◆ GIVEN INSTRUCTION A ◆
Please repeat part of the page on The Sword of the Lictor word for word. Begin at the words "The third volume, The" and stop after "the city himself.".

◆ PAGE EXCERPT ◆

The Sword of the Lictor
- First publication Timescape hardcover, 1981; jacket painting by Don Maitz
- 1983 Locus Award
- 1983 August Derleth Award
Complete plot summary -- SPOILERS
The Sword of the Lictor is the third volume of the four-volume Book of the New Sun, which is itself the first part of the twelve-volume "Solar" or "Briah" cycle.
- Sources of quotes
- Meanings of names
- References to other works
- Timescape hardcover:
Ursula K. Le Guin called The Shadow of the Torturer "the first volume of a masterpiece." It has been nominated for all the major fantasy and science fiction awards and has gathered praise far and wide as probably the most important work to appear in the field in the last ten years. The Claw of the Conciliator has been received with matching acclaim and the excitement mounts as more and more people are captured by the magic of a writer working at the peak of his form and creating something "totally original, new, incomparable."
- Jacket flaps:
The Book of the New Sun is set a million years in the future of our Earth, on a planet transformed in ways inconceivable to our primitive technologies. What at first seems like magic turns out to be the remains of forgotten colossal technologies; our own civilization is so distant as to be no longer even a memory.
The third volume, The Sword of the Lictor, continues the self-told tale of Severian, the torturer, and leads us both farther afield from the beginning and closer to the solution of the many mysteries posed in the opening volumes.
Severian, exiled for the "sin" of mercy, has arrived at his assigned post as Lictor in Thrax, the City of Windowless rooms, and seems perpared to settle into the active, though somewhat grisly, life of a government functionary. Unsettling things begin to happen, however. His companion, Dorcas, leaves him and returns to the place where their journey together began, the Lake of Birds, where the dead lie. Severian is pursued by a deadly beast. He has begun to quesiton his role as Torturer and finally rejects his position and responsibility by letting a woman go free and fleeing the city himself.

◆ GIVEN INSTRUCTION B ◆
Rescale the listing from its first line through the line that has "136,460,211,549", both included. Write out only those lines, keeping the wording lines as they are and multiplying each bounding-box coordinate by 1.15, rounded to whole numbers with halves going up.

◆ EXTRACTED DATA ◆

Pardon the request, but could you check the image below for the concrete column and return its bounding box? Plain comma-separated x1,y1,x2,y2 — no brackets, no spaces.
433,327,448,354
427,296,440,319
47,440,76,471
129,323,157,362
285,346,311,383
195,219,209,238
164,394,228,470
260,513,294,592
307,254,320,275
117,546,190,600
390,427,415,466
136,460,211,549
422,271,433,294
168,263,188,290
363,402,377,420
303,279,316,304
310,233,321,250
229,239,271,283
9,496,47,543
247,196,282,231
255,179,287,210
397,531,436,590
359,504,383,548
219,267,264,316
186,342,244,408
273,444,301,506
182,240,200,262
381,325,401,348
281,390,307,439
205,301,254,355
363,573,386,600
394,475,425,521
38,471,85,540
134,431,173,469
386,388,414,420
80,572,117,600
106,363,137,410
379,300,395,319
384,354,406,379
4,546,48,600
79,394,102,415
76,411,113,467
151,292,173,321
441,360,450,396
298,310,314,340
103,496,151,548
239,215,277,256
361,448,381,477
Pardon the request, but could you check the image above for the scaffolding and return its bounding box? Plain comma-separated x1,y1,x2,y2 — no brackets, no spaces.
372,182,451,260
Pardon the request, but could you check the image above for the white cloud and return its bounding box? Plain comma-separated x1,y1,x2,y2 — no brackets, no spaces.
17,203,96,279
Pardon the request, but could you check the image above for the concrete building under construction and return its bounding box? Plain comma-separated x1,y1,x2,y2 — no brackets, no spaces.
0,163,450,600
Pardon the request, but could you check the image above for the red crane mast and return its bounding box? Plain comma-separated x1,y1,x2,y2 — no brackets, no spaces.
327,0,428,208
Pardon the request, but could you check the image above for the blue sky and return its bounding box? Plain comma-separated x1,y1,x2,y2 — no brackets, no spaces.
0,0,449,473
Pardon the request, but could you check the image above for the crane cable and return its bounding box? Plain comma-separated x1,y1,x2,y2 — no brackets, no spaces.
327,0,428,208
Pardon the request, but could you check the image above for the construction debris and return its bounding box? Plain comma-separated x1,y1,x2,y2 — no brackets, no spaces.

◆ CORRECT ANSWER A ◆
The third volume, The Sword of the Lictor, continues the self-told tale of Severian, the torturer, and leads us both farther afield from the beginning and closer to the solution of the many mysteries posed in the opening volumes.
Severian, exiled for the "sin" of mercy, has arrived at his assigned post as Lictor in Thrax, the City of Windowless rooms, and seems perpared to settle into the active, though somewhat grisly, life of a government functionary. Unsettling things begin to happen, however. His companion, Dorcas, leaves him and returns to the place where their journey together began, the Lake of Birds, where the dead lie. Severian is pursued by a deadly beast. He has begun to quesiton his role as Torturer and finally rejects his position and responsibility by letting a woman go free and fleeing the city himself.

◆ CORRECT ANSWER B ◆
Pardon the request, but could you check the image below for the concrete column and return its bounding box? Plain comma-separated x1,y1,x2,y2 — no brackets, no spaces.
498,376,515,407
491,340,506,367
54,506,87,542
148,371,181,416
328,398,358,440
224,252,240,274
189,453,262,541
299,590,338,681
353,292,368,316
135,628,219,690
449,491,477,536
156,529,243,631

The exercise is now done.